Professor Frid
A former student of Tage Frid describes the extraordinary experience of being taught by the Danish master
Editor’s note: Several months ago we asked Hank Gilpin if he would write something about his mentor, Tage Frid. Over the next few weeks we received a stream of postcards- Gilpin’s favorite mode of communication-and we’ve reprinted them here. Gilpin, 54, now one of the country’s top furniture makers, studied under Frid at Rhode Island School of Design (RISD) in the early 1970s and worked in Frid’s shop for a time after graduation. Gilpin caught Frid in the middle of a teaching career-spent primarily at Rochester Institute of Technology and RISD-that stretched from 1948 to 1985 and spawned scores of woodworkers who became prominent in the field. Along with superior craftsmen, Frid’s classroom also produced many of the best teachers of the next generation. The range of Frid’s influence increased even more when he began writing for Fine Woodworking. He has been a contributing editor to the magazine since the first issue and also wrote a trilogy of best-selling books for The Taunton Press.
Professor Frid walked into the shop dressed in a coat and tie, his thick, white, wavy hair perfect. He hung up his coat, rolled up his sleeves and tucked his tie into his shirt. He then turned and walked out of the shop into the alley. It was the first day of class, a basic woodshop course I’d opted for on a whim. A photography student, I had no real background in wood, but I needed an elective.
────────
OBJECTIVES →
**A.** According to the Tage Frid piece, which years did Frid's teaching career span?
**B.** Can you revise everything from "Professor Frid walked" down to "needed an elective." in the Tage Frid piece, putting "jacket" in place of "coat"?
The rows after this point are material separate from the Tage Frid piece.

PROVIDED DATA →
────────
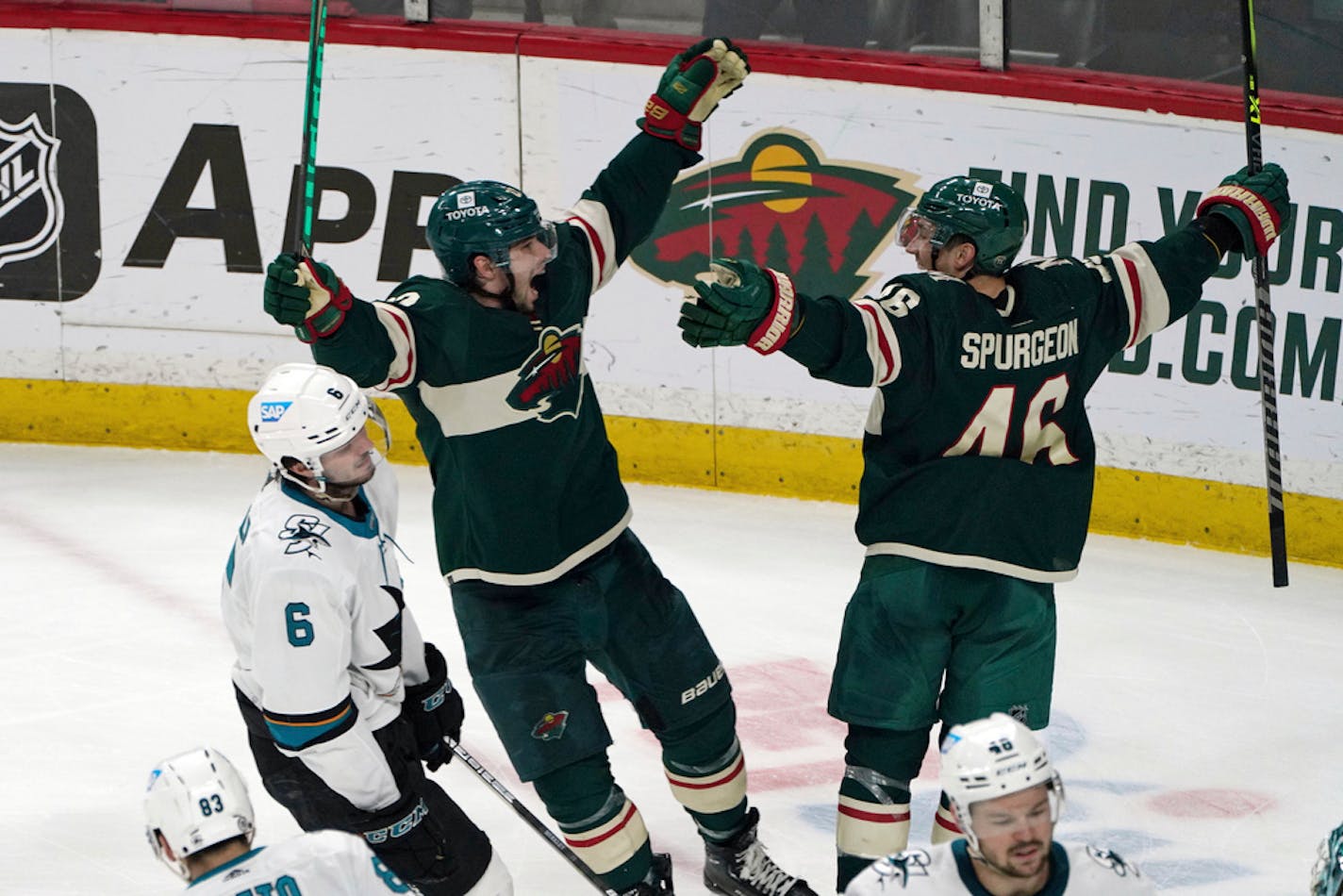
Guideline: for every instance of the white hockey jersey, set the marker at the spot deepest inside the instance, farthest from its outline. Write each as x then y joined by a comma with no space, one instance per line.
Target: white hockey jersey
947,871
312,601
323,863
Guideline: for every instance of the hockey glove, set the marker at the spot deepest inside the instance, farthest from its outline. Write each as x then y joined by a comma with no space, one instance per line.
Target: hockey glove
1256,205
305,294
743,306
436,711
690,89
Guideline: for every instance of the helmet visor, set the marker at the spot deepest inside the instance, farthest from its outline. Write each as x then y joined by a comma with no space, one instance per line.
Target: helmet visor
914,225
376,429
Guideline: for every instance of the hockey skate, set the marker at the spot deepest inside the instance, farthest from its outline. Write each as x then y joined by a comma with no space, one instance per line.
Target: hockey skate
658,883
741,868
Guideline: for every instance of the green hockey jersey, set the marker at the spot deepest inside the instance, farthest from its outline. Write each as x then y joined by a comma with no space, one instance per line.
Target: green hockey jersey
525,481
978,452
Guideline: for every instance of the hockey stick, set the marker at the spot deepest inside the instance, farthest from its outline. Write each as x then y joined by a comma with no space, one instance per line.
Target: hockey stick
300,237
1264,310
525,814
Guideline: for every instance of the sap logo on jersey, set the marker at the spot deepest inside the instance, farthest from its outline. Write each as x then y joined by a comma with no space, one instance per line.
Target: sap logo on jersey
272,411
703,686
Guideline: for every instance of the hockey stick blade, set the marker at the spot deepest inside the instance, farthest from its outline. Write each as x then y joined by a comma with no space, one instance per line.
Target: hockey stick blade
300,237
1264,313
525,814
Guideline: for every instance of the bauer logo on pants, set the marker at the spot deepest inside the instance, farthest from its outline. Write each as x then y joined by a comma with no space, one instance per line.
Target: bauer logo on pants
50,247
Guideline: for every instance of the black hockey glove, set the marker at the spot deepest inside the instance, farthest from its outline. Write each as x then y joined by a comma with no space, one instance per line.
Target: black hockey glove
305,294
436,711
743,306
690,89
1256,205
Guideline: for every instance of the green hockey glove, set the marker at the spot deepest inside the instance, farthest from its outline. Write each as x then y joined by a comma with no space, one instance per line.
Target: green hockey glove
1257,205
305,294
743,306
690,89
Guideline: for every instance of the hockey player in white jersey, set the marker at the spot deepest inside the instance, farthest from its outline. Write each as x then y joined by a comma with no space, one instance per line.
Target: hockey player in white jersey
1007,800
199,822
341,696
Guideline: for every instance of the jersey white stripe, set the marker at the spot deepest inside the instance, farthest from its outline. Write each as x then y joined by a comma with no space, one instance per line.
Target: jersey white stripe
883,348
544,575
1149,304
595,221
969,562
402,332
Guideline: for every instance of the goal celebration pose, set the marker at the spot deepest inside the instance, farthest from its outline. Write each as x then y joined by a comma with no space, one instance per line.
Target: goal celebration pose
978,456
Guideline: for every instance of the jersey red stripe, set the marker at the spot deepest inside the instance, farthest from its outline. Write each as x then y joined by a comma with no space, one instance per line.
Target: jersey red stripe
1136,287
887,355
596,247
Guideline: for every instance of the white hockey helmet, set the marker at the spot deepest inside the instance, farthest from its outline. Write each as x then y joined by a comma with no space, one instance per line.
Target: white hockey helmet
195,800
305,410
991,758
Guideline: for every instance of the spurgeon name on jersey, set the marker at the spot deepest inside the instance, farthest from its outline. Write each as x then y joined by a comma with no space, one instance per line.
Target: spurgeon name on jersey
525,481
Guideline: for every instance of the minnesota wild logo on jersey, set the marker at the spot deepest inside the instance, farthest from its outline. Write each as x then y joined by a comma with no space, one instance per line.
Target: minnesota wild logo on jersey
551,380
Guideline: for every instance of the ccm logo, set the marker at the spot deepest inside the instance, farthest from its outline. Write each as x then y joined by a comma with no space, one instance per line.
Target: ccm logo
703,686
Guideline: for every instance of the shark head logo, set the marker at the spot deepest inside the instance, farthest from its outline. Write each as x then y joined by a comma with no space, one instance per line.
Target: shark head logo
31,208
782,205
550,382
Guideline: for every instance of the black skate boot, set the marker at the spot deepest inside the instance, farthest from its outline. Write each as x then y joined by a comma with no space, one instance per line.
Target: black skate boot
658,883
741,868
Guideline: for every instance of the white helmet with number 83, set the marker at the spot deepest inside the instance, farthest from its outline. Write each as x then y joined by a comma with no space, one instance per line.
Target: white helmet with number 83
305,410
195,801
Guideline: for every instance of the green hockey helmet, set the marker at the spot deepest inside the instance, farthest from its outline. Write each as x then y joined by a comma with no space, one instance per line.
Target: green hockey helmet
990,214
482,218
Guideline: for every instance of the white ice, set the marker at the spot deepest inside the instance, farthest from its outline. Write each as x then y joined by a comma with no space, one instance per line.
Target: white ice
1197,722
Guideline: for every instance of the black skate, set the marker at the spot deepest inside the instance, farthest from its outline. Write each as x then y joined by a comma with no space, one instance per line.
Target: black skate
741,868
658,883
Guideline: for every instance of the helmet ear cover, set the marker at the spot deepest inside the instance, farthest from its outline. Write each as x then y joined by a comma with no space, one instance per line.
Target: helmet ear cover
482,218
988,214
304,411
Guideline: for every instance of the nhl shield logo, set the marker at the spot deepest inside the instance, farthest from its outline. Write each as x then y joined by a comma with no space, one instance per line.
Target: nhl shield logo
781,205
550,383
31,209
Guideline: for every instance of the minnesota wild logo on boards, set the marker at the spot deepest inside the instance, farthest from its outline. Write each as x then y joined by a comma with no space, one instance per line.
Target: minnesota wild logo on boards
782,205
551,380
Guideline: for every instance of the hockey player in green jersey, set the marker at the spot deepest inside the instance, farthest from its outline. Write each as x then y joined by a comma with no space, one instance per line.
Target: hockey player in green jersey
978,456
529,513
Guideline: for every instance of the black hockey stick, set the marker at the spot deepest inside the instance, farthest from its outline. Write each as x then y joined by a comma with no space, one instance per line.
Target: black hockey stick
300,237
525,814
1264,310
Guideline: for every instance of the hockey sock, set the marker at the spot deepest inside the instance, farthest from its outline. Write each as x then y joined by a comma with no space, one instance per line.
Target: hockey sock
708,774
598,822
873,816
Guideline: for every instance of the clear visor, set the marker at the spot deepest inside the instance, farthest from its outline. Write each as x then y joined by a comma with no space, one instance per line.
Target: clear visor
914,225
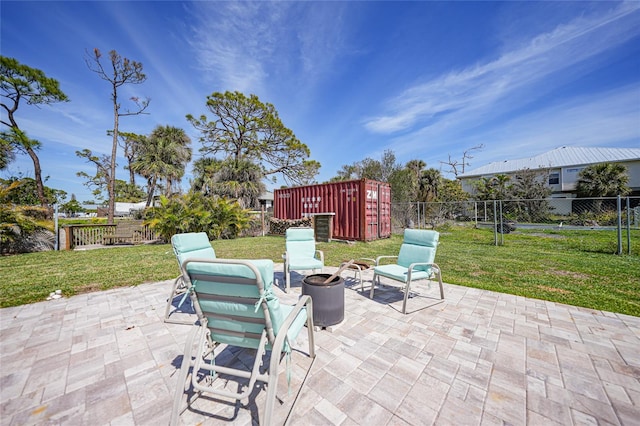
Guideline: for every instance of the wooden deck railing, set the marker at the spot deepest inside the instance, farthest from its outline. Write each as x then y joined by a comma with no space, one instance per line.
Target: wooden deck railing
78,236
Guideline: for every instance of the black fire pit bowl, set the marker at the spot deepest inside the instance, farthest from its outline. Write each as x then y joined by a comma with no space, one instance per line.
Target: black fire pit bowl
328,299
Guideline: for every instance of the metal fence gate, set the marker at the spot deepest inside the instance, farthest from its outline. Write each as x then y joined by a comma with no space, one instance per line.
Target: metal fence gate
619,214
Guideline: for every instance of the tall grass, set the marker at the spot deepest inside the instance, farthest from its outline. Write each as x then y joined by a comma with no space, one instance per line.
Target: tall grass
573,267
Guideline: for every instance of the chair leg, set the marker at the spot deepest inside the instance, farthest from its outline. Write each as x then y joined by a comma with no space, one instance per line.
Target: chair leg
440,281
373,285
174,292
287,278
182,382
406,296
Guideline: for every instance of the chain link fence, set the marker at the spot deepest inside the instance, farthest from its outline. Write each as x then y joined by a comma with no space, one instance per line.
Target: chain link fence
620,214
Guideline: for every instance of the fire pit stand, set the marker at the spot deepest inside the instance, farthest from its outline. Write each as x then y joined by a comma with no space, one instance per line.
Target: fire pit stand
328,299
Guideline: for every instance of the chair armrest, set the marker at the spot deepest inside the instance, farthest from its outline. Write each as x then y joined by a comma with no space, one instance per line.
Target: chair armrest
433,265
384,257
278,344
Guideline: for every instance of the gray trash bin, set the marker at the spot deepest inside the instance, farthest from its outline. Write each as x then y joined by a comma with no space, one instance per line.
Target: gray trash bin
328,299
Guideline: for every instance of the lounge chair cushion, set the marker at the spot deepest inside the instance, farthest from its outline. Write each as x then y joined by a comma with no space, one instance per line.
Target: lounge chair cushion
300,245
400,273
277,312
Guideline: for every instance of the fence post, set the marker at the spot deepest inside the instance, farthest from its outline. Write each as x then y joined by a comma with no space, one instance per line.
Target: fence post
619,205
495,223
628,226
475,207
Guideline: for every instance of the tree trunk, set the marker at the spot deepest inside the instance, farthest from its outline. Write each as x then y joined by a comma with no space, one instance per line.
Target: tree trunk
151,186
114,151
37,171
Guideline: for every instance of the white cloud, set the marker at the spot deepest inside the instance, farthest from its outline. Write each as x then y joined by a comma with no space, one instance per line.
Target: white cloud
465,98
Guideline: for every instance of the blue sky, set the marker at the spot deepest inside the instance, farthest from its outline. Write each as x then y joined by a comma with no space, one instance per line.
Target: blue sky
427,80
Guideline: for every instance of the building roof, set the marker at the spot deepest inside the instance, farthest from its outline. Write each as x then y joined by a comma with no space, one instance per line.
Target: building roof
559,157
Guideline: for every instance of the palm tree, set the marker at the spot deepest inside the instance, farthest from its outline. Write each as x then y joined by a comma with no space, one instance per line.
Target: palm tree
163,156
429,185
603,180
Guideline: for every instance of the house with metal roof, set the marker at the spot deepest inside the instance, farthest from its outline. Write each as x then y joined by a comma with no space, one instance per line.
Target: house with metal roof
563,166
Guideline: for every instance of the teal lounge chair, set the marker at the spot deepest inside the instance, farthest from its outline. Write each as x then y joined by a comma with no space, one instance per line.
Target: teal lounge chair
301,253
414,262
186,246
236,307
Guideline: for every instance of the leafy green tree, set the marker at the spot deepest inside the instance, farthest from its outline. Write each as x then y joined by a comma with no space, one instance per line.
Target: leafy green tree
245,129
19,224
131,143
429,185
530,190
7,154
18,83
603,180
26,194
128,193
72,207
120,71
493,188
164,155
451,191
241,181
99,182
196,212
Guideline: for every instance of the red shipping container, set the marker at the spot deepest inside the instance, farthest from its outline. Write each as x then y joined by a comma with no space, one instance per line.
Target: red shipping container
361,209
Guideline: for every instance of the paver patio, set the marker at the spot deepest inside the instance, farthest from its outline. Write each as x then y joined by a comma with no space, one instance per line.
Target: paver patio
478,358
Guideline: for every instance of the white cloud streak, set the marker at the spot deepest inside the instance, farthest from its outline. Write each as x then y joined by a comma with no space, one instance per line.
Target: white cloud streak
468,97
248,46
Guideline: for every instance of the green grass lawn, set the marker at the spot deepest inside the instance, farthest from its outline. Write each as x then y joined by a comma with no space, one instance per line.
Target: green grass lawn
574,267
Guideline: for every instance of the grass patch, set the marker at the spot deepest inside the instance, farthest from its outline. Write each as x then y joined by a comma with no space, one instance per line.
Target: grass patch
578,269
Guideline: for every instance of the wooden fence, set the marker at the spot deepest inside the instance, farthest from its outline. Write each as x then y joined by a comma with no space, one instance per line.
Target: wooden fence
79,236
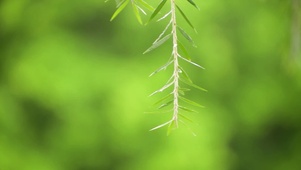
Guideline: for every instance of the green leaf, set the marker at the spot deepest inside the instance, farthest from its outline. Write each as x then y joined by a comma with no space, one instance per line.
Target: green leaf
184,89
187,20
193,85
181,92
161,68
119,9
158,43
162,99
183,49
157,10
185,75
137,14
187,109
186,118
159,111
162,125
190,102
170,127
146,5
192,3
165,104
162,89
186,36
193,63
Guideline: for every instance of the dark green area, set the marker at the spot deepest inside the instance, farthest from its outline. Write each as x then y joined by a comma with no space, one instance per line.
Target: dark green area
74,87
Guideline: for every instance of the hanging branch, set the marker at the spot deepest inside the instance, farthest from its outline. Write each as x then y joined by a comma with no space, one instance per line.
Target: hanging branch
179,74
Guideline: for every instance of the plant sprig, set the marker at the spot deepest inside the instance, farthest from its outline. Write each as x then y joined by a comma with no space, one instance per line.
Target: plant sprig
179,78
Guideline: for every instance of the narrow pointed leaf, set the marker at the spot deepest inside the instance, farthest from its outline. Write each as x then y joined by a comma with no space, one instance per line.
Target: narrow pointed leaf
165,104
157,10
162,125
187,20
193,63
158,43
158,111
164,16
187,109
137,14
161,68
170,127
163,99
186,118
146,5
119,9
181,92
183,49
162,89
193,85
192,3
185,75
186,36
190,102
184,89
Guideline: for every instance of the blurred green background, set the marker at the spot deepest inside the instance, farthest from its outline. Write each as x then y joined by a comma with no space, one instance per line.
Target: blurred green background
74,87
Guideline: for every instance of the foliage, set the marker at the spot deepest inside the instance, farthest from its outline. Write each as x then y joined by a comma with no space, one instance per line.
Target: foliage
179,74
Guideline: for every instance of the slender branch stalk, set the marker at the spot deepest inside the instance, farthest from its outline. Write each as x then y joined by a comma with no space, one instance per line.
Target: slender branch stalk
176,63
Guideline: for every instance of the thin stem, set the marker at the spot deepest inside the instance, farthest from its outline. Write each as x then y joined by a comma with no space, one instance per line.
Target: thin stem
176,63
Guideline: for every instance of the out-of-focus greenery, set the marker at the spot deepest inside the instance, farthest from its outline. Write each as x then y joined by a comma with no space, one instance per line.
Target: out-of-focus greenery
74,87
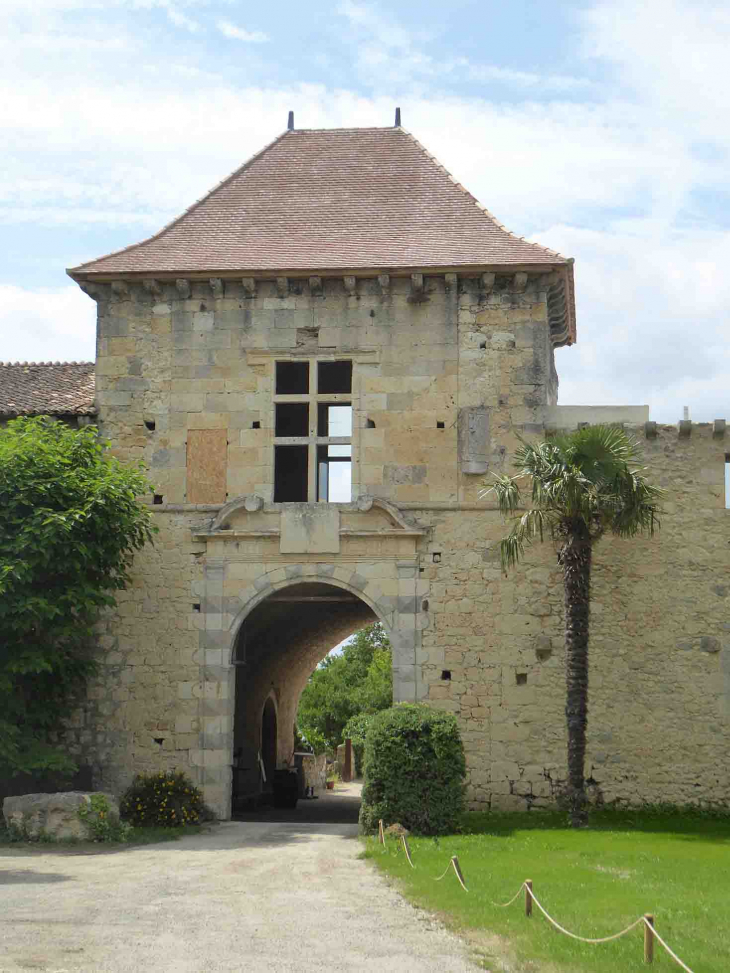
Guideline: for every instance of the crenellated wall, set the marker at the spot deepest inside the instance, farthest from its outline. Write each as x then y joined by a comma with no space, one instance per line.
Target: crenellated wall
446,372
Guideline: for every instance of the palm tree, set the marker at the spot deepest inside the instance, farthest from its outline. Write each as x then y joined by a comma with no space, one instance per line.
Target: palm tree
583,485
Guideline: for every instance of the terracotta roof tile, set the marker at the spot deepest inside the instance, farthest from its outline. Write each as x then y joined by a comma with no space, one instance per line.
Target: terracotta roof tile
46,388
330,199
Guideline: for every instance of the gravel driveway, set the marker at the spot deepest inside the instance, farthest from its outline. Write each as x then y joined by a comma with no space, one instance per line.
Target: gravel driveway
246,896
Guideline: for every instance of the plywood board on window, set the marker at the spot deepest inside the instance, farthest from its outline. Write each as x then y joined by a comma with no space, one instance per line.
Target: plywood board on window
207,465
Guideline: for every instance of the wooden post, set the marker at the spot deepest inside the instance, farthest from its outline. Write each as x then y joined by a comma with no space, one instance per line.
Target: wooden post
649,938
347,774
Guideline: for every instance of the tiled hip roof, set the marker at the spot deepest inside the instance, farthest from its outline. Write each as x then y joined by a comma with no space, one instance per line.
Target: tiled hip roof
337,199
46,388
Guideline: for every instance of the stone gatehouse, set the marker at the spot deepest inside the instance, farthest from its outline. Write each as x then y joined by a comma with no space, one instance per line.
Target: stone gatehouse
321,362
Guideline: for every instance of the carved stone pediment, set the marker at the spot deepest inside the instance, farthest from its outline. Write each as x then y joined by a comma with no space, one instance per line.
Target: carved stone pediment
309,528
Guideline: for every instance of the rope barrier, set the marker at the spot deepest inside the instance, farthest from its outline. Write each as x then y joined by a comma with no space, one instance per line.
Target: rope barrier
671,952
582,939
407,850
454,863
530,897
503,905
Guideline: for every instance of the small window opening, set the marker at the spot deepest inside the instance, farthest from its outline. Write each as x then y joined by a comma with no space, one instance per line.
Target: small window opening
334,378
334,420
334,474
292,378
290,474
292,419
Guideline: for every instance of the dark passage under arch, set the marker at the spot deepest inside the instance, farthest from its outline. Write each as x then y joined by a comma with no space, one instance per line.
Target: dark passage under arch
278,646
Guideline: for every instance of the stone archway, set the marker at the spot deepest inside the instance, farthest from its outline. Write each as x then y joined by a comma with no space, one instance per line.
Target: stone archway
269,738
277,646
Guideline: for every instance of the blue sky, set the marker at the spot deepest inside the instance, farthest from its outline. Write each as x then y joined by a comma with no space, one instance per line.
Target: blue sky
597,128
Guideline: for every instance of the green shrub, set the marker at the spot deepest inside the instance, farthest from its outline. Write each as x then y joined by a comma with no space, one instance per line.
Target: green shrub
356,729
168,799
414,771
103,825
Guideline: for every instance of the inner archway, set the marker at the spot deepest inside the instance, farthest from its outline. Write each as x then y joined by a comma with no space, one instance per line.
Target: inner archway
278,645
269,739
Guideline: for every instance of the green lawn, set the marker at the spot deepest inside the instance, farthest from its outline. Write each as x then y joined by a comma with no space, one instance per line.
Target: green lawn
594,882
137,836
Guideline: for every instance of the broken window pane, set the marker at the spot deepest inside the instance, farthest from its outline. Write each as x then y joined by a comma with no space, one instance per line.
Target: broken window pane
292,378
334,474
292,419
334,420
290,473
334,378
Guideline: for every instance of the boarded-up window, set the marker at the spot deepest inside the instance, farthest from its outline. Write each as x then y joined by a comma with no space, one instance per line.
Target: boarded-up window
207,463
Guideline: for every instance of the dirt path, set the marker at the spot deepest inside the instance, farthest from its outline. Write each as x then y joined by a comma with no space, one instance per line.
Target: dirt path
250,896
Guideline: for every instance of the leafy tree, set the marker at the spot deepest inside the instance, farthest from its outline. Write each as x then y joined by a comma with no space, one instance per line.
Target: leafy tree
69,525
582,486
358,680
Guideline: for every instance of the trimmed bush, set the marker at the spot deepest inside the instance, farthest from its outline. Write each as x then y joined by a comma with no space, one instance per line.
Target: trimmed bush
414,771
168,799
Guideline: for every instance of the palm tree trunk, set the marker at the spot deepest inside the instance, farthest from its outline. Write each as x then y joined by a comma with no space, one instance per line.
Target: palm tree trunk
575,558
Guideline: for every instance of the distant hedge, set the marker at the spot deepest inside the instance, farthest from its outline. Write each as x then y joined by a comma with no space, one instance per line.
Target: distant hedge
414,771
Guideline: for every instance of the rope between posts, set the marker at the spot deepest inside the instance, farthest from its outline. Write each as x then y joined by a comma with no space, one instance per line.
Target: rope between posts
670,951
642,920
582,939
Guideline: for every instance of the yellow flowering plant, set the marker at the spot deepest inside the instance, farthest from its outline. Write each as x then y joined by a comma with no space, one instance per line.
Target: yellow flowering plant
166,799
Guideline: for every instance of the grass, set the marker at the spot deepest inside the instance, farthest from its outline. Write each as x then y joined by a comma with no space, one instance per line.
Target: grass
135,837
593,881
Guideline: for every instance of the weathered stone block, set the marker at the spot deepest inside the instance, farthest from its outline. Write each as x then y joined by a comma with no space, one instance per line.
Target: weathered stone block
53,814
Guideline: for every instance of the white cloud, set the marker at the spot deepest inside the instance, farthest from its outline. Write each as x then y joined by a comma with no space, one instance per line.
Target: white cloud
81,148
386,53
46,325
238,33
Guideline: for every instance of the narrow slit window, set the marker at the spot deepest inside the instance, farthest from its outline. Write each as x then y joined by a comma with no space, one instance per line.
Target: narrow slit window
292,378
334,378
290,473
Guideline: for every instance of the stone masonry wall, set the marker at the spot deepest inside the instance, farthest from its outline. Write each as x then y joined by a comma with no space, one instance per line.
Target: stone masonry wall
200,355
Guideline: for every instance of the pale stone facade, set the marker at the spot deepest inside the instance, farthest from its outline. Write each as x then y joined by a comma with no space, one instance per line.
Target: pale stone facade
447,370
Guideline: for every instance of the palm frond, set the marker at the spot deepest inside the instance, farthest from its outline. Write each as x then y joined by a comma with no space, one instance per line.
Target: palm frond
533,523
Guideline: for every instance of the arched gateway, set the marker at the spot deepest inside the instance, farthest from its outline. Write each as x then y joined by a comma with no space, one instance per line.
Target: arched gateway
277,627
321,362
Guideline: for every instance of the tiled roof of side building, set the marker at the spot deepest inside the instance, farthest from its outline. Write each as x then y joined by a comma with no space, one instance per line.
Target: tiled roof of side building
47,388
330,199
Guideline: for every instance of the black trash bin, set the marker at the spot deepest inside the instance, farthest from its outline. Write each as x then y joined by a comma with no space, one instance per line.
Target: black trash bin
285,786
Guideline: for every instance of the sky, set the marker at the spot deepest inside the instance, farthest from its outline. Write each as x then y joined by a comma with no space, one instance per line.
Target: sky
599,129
────────
ANSWERS BY TASK →
**A.** 1948 to 1985.

**B.**
Professor Frid walked into the shop dressed in a jacket and tie, his thick, white, wavy hair perfect. He hung up his jacket, rolled up his sleeves and tucked his tie into his shirt. He then turned and walked out of the shop into the alley. It was the first day of class, a basic woodshop course I’d opted for on a whim. A photography student, I had no real background in wood, but I needed an elective.